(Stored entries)
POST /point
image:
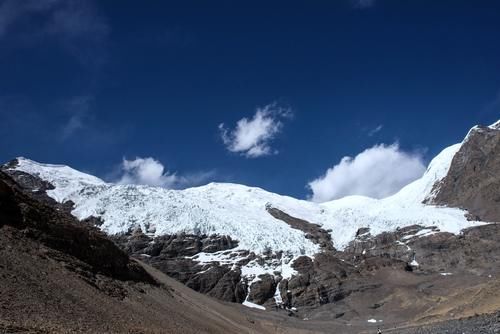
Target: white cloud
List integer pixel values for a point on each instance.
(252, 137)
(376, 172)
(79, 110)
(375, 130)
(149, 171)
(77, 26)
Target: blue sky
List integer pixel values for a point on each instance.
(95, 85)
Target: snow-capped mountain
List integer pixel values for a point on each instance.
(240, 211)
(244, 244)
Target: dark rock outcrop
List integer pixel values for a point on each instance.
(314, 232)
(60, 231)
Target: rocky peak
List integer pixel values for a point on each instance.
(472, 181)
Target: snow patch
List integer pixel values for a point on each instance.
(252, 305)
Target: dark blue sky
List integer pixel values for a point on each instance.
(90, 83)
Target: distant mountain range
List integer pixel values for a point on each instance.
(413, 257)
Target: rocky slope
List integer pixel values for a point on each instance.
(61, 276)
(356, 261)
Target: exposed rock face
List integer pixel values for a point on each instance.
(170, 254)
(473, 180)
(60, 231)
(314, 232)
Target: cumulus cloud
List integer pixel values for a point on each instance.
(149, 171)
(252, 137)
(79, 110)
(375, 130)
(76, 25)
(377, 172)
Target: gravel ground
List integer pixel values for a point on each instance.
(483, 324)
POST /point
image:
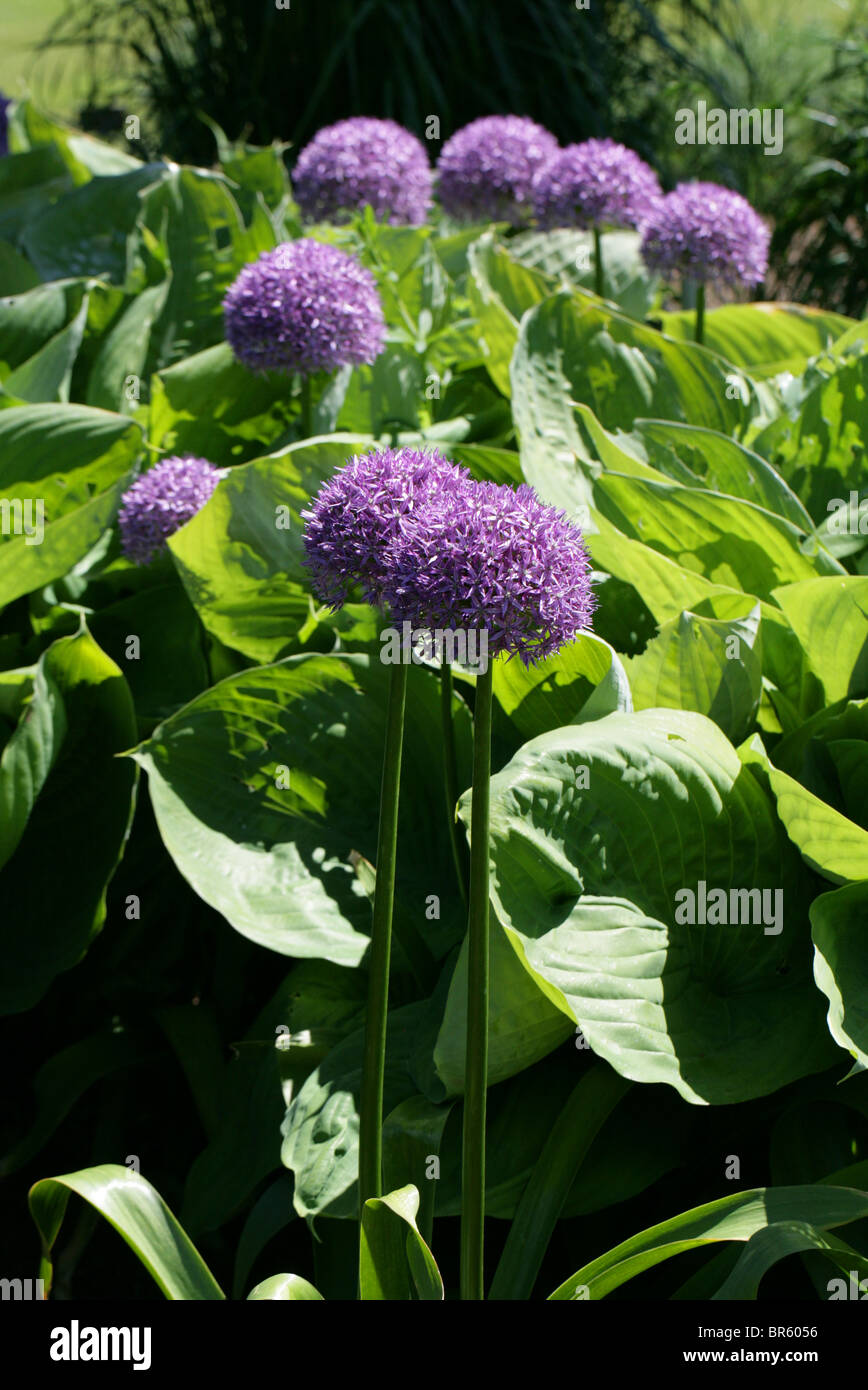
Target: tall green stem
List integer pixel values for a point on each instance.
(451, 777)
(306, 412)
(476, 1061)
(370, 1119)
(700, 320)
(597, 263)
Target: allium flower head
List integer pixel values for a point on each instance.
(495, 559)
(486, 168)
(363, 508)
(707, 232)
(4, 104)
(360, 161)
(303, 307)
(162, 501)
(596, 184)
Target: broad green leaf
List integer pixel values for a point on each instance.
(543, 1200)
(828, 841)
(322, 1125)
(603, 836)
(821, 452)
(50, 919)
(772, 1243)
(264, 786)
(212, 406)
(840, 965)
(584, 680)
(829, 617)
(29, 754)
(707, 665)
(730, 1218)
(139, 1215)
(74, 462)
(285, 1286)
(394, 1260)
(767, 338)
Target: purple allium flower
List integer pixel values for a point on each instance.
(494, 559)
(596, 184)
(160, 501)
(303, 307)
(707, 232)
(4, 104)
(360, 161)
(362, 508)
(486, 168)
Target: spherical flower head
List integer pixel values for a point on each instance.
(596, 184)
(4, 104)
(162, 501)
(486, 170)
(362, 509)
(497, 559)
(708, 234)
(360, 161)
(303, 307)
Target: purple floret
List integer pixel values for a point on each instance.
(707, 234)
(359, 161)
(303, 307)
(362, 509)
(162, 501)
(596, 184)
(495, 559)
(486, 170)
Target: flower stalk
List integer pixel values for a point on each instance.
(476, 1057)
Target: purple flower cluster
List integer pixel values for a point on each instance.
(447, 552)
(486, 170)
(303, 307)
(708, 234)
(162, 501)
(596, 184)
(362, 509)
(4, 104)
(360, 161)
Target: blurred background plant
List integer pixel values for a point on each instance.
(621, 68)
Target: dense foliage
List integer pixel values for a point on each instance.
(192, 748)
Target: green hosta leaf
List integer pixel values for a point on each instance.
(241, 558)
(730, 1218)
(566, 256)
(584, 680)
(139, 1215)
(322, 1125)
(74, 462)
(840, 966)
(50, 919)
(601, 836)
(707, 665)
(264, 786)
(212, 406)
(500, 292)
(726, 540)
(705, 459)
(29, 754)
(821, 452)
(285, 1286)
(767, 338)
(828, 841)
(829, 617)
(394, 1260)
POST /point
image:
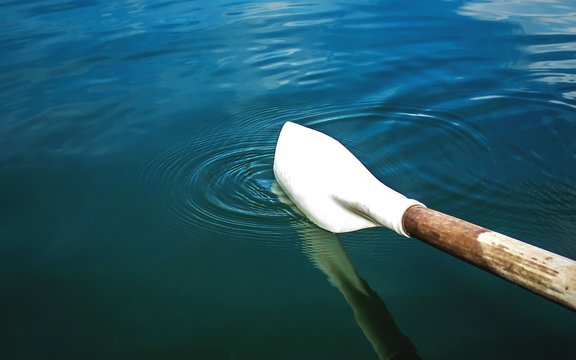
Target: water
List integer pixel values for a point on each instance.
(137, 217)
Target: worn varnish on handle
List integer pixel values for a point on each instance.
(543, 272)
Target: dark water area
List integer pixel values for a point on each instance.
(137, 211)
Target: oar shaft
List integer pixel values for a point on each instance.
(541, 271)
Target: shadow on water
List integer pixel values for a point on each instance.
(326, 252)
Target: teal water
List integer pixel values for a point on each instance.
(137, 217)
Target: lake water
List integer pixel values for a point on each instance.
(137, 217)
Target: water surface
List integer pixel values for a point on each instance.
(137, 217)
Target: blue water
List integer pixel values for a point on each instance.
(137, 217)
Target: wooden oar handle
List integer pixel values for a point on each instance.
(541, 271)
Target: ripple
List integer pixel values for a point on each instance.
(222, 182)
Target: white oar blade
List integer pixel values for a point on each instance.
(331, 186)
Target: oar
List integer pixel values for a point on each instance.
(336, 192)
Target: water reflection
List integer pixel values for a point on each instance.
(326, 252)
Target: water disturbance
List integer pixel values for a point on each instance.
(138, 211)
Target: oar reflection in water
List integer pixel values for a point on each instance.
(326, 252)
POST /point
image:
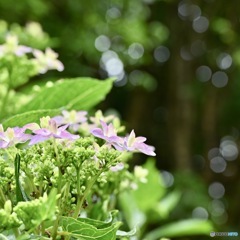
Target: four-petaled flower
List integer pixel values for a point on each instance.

**EXERCISE PROMPT**
Before answering, find the line with "Target: dark blue sky" in the records above; then reproduce exactly each line from the first through that line, leaving out pictures.

**ANSWER FOR THE TASK**
POST /point
image:
Target: white cloud
List integer pixel values for a point on each instance.
(252, 137)
(376, 172)
(79, 110)
(375, 130)
(149, 171)
(77, 26)
Target: blue sky
List integer pixel values for a point on each instance.
(95, 85)
Target: snow-capped mountain
List integer pixel values for a point on each instance.
(240, 211)
(244, 244)
Target: dark rock outcrop
List integer pixel values for a point on each instance.
(314, 232)
(60, 231)
Target: rocky peak
List integer pixel values for a point on each instance.
(472, 181)
Target: snow patch
List integer pixel values for a point on each instance.
(252, 305)
Target: dark blue sky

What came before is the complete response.